**Supplied entries**
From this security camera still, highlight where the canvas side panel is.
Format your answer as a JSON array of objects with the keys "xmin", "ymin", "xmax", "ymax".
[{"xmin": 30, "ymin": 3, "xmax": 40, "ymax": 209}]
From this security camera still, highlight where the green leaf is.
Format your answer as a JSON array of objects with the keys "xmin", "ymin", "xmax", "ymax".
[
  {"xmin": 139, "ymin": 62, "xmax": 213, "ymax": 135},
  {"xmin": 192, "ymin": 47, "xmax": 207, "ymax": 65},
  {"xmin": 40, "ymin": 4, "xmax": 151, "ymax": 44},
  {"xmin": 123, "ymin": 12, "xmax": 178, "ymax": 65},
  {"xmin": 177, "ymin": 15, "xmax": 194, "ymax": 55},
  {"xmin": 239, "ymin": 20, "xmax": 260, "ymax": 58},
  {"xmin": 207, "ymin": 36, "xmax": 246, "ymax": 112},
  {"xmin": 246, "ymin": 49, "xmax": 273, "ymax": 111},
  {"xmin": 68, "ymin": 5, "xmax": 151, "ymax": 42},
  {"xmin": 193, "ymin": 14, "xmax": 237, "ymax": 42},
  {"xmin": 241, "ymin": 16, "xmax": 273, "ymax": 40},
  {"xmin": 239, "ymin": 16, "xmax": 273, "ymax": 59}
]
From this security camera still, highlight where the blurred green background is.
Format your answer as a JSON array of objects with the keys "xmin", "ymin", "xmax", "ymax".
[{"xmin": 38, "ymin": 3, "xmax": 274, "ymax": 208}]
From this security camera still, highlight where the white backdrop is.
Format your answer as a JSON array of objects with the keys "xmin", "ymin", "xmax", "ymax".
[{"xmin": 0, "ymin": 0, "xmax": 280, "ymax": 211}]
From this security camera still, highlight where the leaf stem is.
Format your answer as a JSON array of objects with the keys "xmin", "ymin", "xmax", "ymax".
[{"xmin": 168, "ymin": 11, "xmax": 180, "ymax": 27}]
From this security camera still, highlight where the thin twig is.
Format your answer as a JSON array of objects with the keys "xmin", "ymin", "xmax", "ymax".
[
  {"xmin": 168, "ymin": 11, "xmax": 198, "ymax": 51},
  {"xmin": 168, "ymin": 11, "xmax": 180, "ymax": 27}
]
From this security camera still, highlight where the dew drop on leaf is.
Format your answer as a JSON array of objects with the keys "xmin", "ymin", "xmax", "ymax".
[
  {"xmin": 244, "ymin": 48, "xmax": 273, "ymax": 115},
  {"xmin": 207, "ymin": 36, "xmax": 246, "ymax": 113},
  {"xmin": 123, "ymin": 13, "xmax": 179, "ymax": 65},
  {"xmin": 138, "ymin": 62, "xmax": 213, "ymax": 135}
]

**What to work on**
Nothing but the lines from the one containing "From this security camera still, highlight where the thin" through the last line of the data above should be given again, each exactly as it stands.

**Answer section**
From this security camera still, highlight where the thin twig is.
Format your answer as a JSON array of objects with the keys "xmin", "ymin", "xmax", "ymax".
[
  {"xmin": 168, "ymin": 11, "xmax": 198, "ymax": 51},
  {"xmin": 168, "ymin": 11, "xmax": 180, "ymax": 27}
]
From this security camera still, highlight where the dew drop on leaf is.
Format your answer as a JSON array of objects with the keys "xmin", "ymin", "xmax", "ymax".
[
  {"xmin": 244, "ymin": 48, "xmax": 273, "ymax": 115},
  {"xmin": 207, "ymin": 36, "xmax": 246, "ymax": 113},
  {"xmin": 123, "ymin": 13, "xmax": 179, "ymax": 65},
  {"xmin": 138, "ymin": 62, "xmax": 213, "ymax": 135}
]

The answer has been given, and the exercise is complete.